## Begin
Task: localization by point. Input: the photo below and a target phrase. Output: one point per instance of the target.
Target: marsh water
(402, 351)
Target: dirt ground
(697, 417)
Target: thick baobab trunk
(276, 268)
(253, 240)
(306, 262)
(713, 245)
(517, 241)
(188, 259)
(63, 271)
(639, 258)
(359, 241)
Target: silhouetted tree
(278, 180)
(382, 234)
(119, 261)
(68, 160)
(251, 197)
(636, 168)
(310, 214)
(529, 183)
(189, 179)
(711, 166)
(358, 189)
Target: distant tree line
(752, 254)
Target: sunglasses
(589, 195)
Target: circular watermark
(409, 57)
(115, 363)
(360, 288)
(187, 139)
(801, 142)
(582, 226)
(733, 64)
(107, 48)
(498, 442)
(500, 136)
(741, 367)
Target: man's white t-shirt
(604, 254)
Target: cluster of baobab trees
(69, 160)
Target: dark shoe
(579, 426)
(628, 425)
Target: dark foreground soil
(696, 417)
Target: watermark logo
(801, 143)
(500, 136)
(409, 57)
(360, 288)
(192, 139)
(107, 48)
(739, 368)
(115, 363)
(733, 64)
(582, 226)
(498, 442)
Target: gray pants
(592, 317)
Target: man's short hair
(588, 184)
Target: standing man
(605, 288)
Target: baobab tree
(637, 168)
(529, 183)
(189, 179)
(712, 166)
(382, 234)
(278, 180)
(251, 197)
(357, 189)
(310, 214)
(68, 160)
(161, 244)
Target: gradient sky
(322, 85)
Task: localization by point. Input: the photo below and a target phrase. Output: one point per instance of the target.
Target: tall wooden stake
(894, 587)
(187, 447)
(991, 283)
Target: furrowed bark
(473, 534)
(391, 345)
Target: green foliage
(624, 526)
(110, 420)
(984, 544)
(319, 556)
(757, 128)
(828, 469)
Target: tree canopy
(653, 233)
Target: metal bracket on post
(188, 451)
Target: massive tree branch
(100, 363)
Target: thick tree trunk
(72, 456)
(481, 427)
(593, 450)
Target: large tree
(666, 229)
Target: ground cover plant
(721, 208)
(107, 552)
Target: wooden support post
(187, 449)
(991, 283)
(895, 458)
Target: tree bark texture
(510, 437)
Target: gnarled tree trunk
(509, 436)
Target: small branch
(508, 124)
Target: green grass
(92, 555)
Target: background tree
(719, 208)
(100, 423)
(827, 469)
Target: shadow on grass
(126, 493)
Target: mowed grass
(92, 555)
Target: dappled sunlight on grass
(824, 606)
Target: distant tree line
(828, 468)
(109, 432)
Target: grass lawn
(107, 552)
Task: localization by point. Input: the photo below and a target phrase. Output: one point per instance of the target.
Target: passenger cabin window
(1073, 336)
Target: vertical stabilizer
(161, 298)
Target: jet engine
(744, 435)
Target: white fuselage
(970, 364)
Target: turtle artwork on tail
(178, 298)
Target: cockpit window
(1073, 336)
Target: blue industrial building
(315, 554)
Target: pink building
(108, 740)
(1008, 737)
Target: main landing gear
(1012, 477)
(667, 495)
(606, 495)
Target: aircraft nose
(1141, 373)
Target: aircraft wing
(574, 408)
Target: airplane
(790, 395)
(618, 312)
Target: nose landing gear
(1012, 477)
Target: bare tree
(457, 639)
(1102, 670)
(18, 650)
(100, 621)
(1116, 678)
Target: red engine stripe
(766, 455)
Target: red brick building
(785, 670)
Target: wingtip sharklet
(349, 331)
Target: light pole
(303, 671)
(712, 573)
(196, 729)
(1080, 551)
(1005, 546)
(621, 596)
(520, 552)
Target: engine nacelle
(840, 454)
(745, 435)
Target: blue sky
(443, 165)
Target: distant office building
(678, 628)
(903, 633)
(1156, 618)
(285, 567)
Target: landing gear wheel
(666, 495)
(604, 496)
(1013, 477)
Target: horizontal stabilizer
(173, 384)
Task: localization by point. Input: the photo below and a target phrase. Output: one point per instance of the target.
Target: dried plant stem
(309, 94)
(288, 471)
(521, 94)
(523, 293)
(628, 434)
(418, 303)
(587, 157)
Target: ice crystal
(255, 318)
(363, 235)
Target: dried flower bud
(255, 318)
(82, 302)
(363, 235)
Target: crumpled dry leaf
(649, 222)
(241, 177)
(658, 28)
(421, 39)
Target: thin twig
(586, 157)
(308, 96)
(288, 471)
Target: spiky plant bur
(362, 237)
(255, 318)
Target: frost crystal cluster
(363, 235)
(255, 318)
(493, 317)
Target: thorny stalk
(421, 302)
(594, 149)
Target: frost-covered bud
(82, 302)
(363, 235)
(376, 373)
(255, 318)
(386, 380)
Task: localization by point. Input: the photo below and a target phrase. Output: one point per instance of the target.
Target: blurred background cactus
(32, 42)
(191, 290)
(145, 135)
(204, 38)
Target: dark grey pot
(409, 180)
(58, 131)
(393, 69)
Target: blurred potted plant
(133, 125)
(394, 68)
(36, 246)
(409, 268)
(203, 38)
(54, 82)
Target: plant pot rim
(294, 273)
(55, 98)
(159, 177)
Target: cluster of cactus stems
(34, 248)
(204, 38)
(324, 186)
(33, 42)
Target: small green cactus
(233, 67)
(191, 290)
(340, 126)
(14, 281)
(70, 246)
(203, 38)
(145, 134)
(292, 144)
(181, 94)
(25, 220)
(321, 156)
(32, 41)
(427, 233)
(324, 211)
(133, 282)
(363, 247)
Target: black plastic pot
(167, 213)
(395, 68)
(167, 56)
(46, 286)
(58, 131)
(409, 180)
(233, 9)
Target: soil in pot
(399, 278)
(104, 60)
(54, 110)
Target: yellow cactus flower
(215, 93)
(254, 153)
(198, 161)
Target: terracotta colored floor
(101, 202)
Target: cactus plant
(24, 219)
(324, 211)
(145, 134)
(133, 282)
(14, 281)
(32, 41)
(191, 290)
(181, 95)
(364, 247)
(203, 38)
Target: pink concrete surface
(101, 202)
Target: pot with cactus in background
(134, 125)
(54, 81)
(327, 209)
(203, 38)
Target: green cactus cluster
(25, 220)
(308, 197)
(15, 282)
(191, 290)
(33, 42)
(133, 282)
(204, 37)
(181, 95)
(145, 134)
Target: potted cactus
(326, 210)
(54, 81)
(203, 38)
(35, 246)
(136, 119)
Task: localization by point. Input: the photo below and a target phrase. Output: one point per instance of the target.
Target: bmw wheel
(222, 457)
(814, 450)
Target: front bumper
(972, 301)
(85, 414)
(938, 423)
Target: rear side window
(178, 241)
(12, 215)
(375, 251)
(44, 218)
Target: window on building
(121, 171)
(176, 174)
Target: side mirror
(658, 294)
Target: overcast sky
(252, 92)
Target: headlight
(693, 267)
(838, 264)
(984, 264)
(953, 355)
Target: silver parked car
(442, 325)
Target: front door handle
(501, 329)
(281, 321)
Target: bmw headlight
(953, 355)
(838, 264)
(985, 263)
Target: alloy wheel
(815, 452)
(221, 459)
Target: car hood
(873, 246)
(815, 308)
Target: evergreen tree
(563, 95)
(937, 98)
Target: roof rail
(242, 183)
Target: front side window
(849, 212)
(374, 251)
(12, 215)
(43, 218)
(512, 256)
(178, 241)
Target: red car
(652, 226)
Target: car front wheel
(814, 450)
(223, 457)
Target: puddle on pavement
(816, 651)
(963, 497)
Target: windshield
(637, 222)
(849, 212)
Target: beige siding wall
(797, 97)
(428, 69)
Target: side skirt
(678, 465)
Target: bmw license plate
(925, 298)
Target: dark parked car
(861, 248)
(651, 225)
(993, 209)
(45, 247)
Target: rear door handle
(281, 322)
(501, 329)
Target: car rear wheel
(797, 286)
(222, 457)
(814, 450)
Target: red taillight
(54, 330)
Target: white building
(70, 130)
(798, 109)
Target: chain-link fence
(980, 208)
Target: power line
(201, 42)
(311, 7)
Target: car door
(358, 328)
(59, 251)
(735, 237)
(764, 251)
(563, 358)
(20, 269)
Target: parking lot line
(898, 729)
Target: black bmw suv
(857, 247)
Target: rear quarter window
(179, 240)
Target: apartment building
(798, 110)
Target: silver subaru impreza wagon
## End
Brief. Reproduce everything from the line "Target: car front wheel" down to the end of the material, switching "windshield" to "windscreen" and keeping all else unchanged. Give only that span.

Solution to this exercise.
Target: car front wheel
(814, 450)
(223, 457)
Target: puddle on pavement
(816, 651)
(963, 497)
Target: windscreen
(637, 222)
(849, 212)
Target: beige siding wall
(797, 97)
(428, 69)
Target: side skirt
(678, 465)
Target: bmw license plate
(925, 298)
Target: dark parked car
(861, 248)
(651, 225)
(993, 209)
(45, 247)
Target: rear door handle
(281, 322)
(501, 329)
Target: car rear wheel
(797, 286)
(222, 457)
(814, 450)
Target: red taillight
(54, 330)
Target: white building
(70, 130)
(798, 109)
Target: chain-link fence
(980, 208)
Target: power line
(201, 42)
(311, 7)
Target: car door
(358, 328)
(59, 251)
(735, 237)
(764, 251)
(563, 358)
(20, 269)
Target: parking lot line
(898, 729)
Target: black bmw suv
(857, 247)
Target: rear quarter window
(179, 240)
Target: apartment building
(798, 110)
Target: silver subaru impreza wagon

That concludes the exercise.